Make this delicious chicken salad without mayo using a blend of Greek yogurt and avocado, along with a handful of simple ingredients, for all of the flavor and creaminess you crave in a traditional chicken salad.
The best way to create a healthy chicken salad is to make it without mayonnaise. I changed up my traditional chicken salad recipe by substituting Greek yogurt and a blend of fresh avocado, which is loaded with healthy fats and lots of flavor. This no-mayo chicken salad is packed with freshness.
Ingredients and Substitutions
- Chicken Breasts - Buying a rotisserie chicken at your grocery store is a great way to make chicken salad. The rotisserie chicken is already cooked, it is incredibly tender and incredibly flavorful. In other words, it is PERFECT for chicken salad!

# [Extracted material]
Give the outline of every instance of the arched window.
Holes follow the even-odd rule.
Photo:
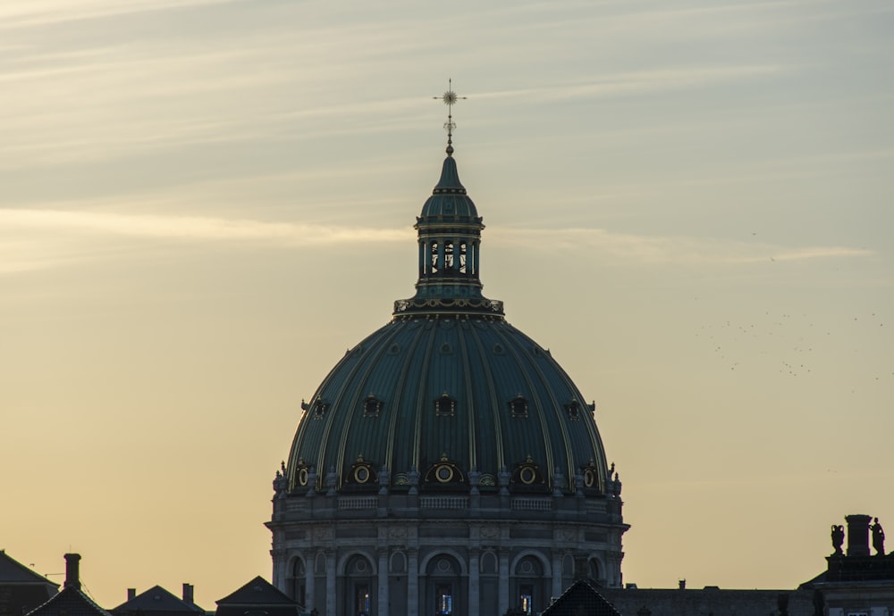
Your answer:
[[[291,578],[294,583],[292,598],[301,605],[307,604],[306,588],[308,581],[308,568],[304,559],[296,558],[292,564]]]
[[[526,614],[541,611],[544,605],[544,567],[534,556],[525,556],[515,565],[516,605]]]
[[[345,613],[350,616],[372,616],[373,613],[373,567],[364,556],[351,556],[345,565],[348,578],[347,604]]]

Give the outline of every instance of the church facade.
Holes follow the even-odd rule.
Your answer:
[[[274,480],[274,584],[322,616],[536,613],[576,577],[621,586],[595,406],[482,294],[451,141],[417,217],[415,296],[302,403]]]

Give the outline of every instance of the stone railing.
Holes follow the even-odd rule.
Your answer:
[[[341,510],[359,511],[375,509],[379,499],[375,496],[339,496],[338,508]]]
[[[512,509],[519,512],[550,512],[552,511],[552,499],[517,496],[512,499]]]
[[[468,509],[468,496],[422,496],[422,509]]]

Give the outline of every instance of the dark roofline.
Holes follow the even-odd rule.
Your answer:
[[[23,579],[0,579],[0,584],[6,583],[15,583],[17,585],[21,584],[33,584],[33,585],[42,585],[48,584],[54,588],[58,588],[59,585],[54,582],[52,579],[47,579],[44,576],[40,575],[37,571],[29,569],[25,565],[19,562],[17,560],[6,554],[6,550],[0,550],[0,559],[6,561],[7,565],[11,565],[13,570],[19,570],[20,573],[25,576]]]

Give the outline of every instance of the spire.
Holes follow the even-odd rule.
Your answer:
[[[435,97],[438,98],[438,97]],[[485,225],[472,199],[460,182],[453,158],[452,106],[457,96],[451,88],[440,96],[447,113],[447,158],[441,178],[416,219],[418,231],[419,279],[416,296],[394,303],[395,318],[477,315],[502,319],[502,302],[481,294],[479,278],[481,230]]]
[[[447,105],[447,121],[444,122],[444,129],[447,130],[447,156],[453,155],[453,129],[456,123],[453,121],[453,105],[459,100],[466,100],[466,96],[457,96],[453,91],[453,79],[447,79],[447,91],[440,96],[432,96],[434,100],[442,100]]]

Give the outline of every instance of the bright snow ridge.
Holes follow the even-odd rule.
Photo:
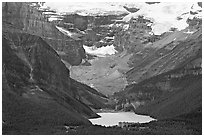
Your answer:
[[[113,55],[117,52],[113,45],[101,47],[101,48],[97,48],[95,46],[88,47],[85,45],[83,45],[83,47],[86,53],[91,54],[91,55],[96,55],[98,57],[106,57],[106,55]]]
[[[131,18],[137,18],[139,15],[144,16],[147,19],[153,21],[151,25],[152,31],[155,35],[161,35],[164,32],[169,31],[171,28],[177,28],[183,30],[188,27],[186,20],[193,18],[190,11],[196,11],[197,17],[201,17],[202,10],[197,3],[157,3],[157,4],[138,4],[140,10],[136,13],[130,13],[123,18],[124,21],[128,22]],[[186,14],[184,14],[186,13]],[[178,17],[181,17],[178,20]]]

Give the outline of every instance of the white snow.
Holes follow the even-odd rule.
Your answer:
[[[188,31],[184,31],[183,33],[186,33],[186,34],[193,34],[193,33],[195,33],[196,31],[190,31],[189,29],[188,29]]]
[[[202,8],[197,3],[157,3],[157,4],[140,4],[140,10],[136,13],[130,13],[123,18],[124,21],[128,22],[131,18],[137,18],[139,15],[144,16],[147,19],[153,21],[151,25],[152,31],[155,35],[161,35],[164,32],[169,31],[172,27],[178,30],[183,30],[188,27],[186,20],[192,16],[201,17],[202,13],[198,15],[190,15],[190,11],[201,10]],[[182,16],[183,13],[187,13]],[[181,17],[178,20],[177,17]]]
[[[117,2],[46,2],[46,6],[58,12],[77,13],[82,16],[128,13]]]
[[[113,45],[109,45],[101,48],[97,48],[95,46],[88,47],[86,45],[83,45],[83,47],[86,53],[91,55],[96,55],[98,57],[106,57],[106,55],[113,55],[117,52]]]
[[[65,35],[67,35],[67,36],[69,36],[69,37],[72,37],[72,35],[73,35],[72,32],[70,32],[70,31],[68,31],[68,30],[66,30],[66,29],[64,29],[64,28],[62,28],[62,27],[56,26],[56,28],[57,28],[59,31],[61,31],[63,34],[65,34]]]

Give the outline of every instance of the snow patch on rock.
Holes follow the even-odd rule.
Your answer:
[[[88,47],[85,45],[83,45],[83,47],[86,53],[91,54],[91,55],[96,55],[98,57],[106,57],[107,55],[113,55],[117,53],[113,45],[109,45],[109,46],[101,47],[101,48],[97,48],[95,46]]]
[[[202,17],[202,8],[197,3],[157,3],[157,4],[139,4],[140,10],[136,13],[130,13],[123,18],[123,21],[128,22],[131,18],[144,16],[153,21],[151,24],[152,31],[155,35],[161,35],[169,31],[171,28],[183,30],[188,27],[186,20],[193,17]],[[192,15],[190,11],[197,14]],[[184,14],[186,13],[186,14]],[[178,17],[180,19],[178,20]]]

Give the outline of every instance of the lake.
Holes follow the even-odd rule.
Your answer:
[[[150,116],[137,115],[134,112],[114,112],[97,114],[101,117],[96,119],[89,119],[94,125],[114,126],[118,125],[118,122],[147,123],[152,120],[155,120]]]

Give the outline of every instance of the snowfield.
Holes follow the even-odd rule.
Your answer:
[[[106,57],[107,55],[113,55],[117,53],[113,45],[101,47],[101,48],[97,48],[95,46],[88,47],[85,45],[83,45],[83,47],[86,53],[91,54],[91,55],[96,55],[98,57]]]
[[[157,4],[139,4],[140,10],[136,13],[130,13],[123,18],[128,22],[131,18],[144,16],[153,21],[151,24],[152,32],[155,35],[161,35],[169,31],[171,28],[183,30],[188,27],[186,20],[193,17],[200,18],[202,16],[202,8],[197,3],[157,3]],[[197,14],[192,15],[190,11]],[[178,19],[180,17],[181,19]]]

--

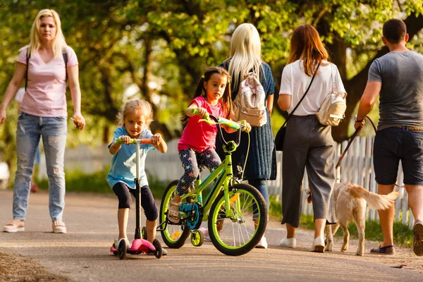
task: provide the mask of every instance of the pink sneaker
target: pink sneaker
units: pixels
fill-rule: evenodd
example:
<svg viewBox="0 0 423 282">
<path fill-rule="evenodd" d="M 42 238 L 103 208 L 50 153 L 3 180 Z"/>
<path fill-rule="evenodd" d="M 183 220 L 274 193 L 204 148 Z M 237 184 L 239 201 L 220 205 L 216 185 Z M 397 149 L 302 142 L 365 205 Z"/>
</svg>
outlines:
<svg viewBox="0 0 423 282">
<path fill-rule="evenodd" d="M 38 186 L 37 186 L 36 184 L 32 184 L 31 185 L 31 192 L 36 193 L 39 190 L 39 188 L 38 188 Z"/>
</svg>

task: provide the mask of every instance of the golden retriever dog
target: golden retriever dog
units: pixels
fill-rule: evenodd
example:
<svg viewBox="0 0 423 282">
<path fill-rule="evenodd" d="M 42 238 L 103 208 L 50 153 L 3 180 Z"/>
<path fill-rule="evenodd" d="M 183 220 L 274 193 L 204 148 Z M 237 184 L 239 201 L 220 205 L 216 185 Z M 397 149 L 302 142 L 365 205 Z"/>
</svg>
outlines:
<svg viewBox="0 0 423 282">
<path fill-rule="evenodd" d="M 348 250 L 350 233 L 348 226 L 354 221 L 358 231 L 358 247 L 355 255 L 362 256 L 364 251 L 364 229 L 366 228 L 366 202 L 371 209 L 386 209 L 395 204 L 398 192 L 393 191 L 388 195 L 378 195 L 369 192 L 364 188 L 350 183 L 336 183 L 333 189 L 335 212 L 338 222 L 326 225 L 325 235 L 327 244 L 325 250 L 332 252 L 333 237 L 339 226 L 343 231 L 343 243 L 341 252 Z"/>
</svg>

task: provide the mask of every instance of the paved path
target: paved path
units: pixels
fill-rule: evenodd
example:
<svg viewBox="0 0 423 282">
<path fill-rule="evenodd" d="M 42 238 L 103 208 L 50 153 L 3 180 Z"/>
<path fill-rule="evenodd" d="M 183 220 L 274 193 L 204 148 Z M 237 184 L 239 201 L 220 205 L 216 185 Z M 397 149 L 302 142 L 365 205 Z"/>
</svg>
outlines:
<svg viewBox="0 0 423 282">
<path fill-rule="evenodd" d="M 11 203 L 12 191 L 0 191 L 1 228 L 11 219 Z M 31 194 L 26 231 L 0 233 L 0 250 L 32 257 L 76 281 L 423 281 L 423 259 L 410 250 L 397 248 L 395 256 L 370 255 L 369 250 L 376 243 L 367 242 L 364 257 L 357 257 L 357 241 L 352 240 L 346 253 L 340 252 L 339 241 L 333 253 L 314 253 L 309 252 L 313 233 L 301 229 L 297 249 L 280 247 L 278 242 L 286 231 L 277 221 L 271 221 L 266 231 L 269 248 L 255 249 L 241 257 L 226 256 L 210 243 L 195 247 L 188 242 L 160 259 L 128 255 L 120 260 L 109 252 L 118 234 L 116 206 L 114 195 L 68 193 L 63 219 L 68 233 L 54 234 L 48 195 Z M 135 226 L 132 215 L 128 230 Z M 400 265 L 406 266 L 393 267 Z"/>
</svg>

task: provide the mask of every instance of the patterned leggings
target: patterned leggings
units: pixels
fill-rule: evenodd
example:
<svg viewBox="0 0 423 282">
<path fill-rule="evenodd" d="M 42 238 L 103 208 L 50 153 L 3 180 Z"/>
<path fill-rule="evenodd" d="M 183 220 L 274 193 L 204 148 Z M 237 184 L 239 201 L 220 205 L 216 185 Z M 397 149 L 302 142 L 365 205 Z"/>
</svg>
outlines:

# [Work instructions]
a - In the chicken salad recipe, what does the cook use in place of mayonnaise?
b - In the first block of rows above, start at the line that has "Give the outline of every instance of the arched" and stop after the line that has "[[[468,509],[468,496],[422,496],[422,509]]]". Format those lines as a JSON list of strings with one string per line, leaving out blank lines and the pictures.

# [Answers in order]
a - A blend of Greek yogurt and fresh avocado.

b -
[
  "Give the outline of every instance of the arched window.",
  "Holes follow the even-odd rule.",
  "Photo:",
  "Your answer:",
  "[[[291,578],[294,583],[292,598],[301,605],[307,604],[306,588],[308,581],[308,568],[304,559],[296,558],[292,564]]]",
  "[[[526,614],[541,611],[544,605],[544,567],[534,556],[525,556],[515,565],[516,605]]]",
  "[[[345,613],[350,616],[372,616],[373,613],[373,567],[364,556],[351,556],[345,565],[348,578],[347,604]]]",
  "Give the outline of every instance of the church facade.",
  "Holes follow the even-odd rule.",
  "Your answer:",
  "[[[274,480],[274,584],[322,616],[536,613],[576,577],[621,586],[595,406],[482,294],[451,141],[417,217],[415,296],[302,403]]]",
  "Give the outline of every instance of the stone railing.",
  "Holes follow the even-odd rule.",
  "Your answer:",
  "[[[341,510],[359,511],[375,509],[379,499],[375,496],[339,496],[338,508]]]",
  "[[[512,509],[519,512],[550,512],[552,511],[552,499],[517,496],[512,499]]]",
  "[[[468,509],[468,496],[422,496],[422,509]]]"
]